[Opening SUPPLIED DATA section]

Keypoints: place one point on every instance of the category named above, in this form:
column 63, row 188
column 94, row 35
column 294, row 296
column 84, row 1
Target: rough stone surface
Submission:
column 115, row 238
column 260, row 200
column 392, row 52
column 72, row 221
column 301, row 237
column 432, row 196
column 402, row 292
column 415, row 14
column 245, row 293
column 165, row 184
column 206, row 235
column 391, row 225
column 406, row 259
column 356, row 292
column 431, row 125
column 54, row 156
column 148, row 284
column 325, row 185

[Closing SUPPLIED DATA section]

ACTIVITY: From the material above, retype precisely the lines between the line holding "column 94, row 35" and the line holding "Target: rough stone surface", inclusive, and nothing beyond them.

EXPECTED OUTPUT:
column 94, row 35
column 294, row 296
column 84, row 1
Target: rough stone surface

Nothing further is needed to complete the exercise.